(Исходный отрывок)

Еще год оставался до революции, а губернатору уже приходилось усмирять волнения саратовских крестьян.
«…накануне моего приезда крестьяне по соседству разобрали самовольно весь хлеб из хлебозапасного магазина, – писал в мае 1904 г. Столыпин домой. – Везде удалось выяснить зачинщиков и восстановить порядок: я просто потерял голос от внушений сходам. Мои молодцы казачки сразу внушают известный трепет. Слава Богу, удалось обойтись арестами, без порки»[21].
При таких условиях приход революции в край грозил вылиться в новый крестьянский бунт, «бессмысленный и беспощадный». Казалось, все шло к подобной развязке. По всей губернии начались поджоги усадеб, многие помещики спешно покидали свои поместья, спасая себя, жен и детей от насилия бунтовщиков. Чтобы избежать полной потери управления, Столыпин был вынужден рассредоточить малочисленные охранные силы в городах и на железнодорожных коммуникациях. На поддержание порядка в сельской местности у губернатора катастрофически не хватало полицейских и казачьих подразделений.
Однако отдавать уезды в руки революционеров Столыпин не собирался. С отрядом всего в 50 казачьих сабель он совершает систематические профилактические рейды по мятежным уездам и волостям. «…Послезавтра уезжаю в Сердобский и Петровский уезды… – писал он супруге. – Везде хочу лично воздействовать на крестьян»[22]. Рискуя собственной жизнью, губернатору удавалось идти вровень, а где-то и впереди революционной стихии. Как истинный христианин, он предпочитал жертвовать собой, первый подставлять себя под удар, чтобы только не допустить массового кровопролития.

(Исходные записи)
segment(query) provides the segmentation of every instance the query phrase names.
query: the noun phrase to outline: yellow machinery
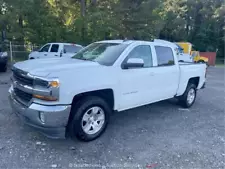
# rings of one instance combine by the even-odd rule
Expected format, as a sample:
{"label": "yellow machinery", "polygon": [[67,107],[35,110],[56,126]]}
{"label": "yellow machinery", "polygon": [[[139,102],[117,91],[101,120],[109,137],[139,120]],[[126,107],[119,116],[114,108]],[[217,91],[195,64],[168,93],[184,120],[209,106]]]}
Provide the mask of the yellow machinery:
{"label": "yellow machinery", "polygon": [[194,62],[197,63],[208,63],[209,59],[200,56],[199,51],[192,51],[192,44],[189,42],[177,42],[183,48],[184,53],[188,53],[193,57]]}

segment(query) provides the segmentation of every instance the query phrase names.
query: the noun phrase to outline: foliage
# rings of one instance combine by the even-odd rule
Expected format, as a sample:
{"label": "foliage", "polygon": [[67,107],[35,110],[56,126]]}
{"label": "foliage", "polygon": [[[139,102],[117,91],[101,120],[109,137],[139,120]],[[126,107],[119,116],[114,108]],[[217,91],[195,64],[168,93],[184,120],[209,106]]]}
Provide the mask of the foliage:
{"label": "foliage", "polygon": [[223,0],[0,0],[0,30],[19,43],[189,41],[224,56]]}

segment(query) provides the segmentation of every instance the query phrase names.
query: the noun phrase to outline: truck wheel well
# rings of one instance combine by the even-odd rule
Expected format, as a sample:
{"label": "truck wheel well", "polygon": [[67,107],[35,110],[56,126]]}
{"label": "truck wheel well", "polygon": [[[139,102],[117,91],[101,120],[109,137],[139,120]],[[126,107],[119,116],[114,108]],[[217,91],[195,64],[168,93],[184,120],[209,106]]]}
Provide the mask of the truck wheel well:
{"label": "truck wheel well", "polygon": [[103,98],[110,106],[110,108],[114,108],[114,94],[112,89],[103,89],[103,90],[96,90],[96,91],[90,91],[85,93],[80,93],[76,96],[74,96],[72,105],[76,104],[81,98],[87,97],[87,96],[98,96]]}
{"label": "truck wheel well", "polygon": [[205,63],[205,61],[204,60],[199,60],[198,63]]}
{"label": "truck wheel well", "polygon": [[199,77],[192,77],[189,79],[188,84],[194,84],[196,87],[198,87],[199,84]]}

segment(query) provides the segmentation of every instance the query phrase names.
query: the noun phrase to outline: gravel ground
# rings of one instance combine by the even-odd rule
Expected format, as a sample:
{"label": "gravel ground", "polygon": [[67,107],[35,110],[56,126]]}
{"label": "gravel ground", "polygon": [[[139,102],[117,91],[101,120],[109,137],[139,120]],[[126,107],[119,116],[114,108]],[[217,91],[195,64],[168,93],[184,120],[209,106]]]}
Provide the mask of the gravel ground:
{"label": "gravel ground", "polygon": [[[224,68],[210,68],[195,105],[174,101],[115,113],[97,140],[52,140],[23,125],[0,74],[0,168],[224,168]],[[101,167],[100,167],[101,166]]]}

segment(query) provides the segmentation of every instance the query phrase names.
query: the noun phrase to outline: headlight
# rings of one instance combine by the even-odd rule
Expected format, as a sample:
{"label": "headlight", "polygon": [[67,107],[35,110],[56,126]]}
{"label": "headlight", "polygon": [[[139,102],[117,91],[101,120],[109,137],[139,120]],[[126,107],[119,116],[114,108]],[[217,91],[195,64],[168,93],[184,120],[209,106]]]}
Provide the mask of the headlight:
{"label": "headlight", "polygon": [[[40,77],[33,77],[34,78],[34,94],[33,97],[46,100],[46,101],[57,101],[59,99],[59,80],[57,78],[40,78]],[[38,88],[41,87],[41,89]],[[37,88],[36,88],[37,87]],[[41,90],[40,92],[35,92]]]}
{"label": "headlight", "polygon": [[59,87],[58,79],[42,79],[42,78],[34,78],[34,86],[42,86],[42,87]]}

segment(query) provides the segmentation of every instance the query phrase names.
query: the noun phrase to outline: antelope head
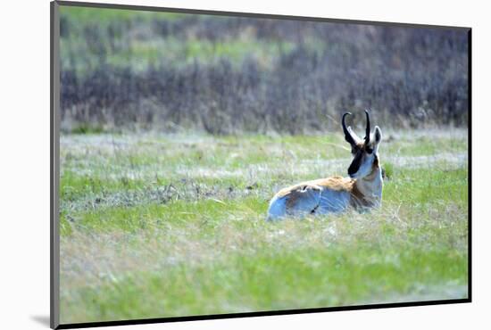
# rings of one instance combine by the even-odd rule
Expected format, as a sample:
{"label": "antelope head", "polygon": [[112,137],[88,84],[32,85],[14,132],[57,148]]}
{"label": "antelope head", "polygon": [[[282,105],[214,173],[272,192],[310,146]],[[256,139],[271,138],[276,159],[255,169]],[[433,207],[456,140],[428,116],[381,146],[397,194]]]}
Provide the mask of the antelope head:
{"label": "antelope head", "polygon": [[351,145],[351,153],[354,156],[353,161],[348,168],[348,175],[352,178],[363,178],[370,176],[375,169],[379,169],[379,144],[382,140],[382,131],[378,126],[373,133],[370,133],[370,114],[365,110],[367,116],[367,127],[365,137],[362,140],[353,131],[351,127],[346,128],[345,118],[351,115],[345,112],[343,115],[342,124],[345,132],[345,139]]}

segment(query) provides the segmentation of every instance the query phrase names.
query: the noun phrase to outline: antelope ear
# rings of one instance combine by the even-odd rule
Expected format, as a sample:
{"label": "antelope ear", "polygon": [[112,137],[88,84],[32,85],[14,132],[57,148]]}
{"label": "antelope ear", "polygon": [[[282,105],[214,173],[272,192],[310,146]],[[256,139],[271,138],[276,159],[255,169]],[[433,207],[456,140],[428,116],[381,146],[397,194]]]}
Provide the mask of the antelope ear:
{"label": "antelope ear", "polygon": [[382,141],[382,130],[379,127],[375,127],[375,132],[373,133],[373,136],[375,136],[375,144],[379,144],[380,141]]}

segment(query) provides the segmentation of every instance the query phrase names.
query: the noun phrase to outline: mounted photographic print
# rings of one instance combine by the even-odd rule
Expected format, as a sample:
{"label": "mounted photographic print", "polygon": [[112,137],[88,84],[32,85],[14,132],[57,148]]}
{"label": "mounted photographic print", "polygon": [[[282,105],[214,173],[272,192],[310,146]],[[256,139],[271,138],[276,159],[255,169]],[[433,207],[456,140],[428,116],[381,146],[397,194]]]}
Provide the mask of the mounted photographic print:
{"label": "mounted photographic print", "polygon": [[52,3],[52,327],[470,301],[470,52]]}

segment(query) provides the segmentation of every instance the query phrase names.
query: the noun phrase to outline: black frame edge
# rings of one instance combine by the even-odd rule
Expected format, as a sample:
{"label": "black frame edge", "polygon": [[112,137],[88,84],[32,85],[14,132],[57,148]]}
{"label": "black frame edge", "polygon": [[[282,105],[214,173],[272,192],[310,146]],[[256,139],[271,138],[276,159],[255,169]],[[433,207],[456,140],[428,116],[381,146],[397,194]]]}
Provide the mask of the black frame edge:
{"label": "black frame edge", "polygon": [[60,326],[60,106],[59,4],[50,3],[50,327]]}
{"label": "black frame edge", "polygon": [[470,302],[470,301],[469,298],[467,298],[467,299],[452,299],[452,300],[446,300],[446,301],[395,302],[395,303],[381,303],[381,304],[373,304],[373,305],[328,307],[328,308],[319,308],[319,309],[286,309],[286,310],[257,311],[257,312],[247,312],[247,313],[197,315],[197,316],[175,317],[175,318],[173,317],[173,318],[142,318],[142,319],[129,319],[129,320],[118,320],[118,321],[71,323],[71,324],[62,324],[58,327],[56,327],[56,329],[73,329],[73,328],[115,326],[135,326],[135,325],[145,325],[145,324],[154,324],[154,323],[171,323],[171,322],[184,322],[184,321],[200,321],[200,320],[207,320],[207,319],[269,317],[269,316],[308,314],[308,313],[320,313],[320,312],[330,312],[330,311],[379,309],[400,308],[400,307],[420,307],[420,306],[469,303],[469,302]]}
{"label": "black frame edge", "polygon": [[390,26],[390,27],[395,26],[395,27],[401,27],[401,28],[425,28],[425,29],[462,29],[462,30],[467,30],[470,29],[470,27],[445,26],[445,25],[433,25],[433,24],[412,24],[412,23],[394,22],[394,21],[344,20],[344,19],[332,19],[332,18],[324,18],[324,17],[269,14],[269,13],[261,13],[261,12],[227,12],[227,11],[214,11],[214,10],[191,9],[191,8],[157,7],[157,6],[137,5],[137,4],[100,4],[100,3],[65,1],[65,0],[56,0],[56,3],[58,3],[60,5],[75,6],[75,7],[138,10],[138,11],[146,11],[146,12],[181,12],[181,13],[194,13],[194,14],[218,15],[218,16],[239,16],[239,17],[262,18],[262,19],[273,19],[273,20],[295,20],[295,21],[323,21],[323,22],[332,22],[332,23],[349,23],[349,24],[360,24],[360,25],[378,25],[378,26]]}
{"label": "black frame edge", "polygon": [[469,178],[467,181],[468,202],[468,241],[467,241],[467,263],[468,263],[468,289],[467,297],[469,301],[472,301],[472,29],[469,29],[468,36],[468,53],[467,53],[467,97],[468,97],[468,159],[469,159]]}

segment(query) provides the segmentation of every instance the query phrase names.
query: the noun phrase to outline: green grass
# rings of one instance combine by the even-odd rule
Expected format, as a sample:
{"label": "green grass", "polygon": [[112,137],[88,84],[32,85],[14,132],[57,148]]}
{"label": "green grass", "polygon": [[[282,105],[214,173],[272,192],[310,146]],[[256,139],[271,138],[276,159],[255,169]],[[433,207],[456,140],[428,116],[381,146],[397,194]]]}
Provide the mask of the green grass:
{"label": "green grass", "polygon": [[[209,40],[193,37],[192,32],[185,37],[162,36],[154,27],[159,21],[188,19],[190,15],[186,13],[62,7],[61,17],[66,31],[60,40],[62,68],[75,70],[80,76],[106,64],[141,71],[151,66],[208,64],[222,58],[239,66],[245,59],[254,57],[265,69],[270,68],[280,54],[294,49],[292,43],[260,40],[246,33],[227,40]],[[192,18],[210,20],[207,15]],[[142,22],[151,28],[141,29]],[[92,34],[88,32],[91,29]]]}
{"label": "green grass", "polygon": [[342,136],[62,136],[62,323],[467,297],[465,132],[386,136],[381,209],[270,223]]}

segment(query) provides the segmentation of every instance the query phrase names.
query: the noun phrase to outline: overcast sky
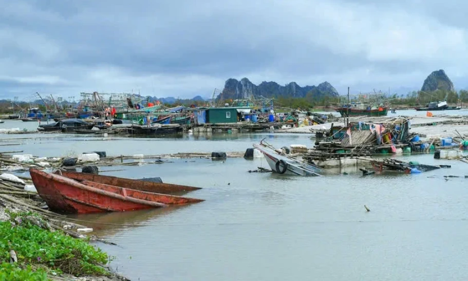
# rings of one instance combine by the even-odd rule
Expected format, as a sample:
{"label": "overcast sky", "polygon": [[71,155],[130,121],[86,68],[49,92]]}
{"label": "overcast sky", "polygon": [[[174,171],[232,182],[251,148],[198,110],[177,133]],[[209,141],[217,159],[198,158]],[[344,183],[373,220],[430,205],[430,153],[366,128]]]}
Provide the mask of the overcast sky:
{"label": "overcast sky", "polygon": [[230,78],[341,94],[468,86],[468,4],[435,0],[0,0],[0,98],[210,96]]}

(Задания)
A – Процитируйте отрывок о Столыпине от «При таких условиях» до «и казачьих подразделений.».
B – Назовите всех, кого, по отрывку о Столыпине, помещики спасали от насилия бунтовщиков, когда спешно покидали поместья.

(Ответы)
A –
При таких условиях приход революции в край грозил вылиться в новый крестьянский бунт, «бессмысленный и беспощадный». Казалось, все шло к подобной развязке. По всей губернии начались поджоги усадеб, многие помещики спешно покидали свои поместья, спасая себя, жен и детей от насилия бунтовщиков. Чтобы избежать полной потери управления, Столыпин был вынужден рассредоточить малочисленные охранные силы в городах и на железнодорожных коммуникациях. На поддержание порядка в сельской местности у губернатора катастрофически не хватало полицейских и казачьих подразделений.

B – Себя, жен и детей.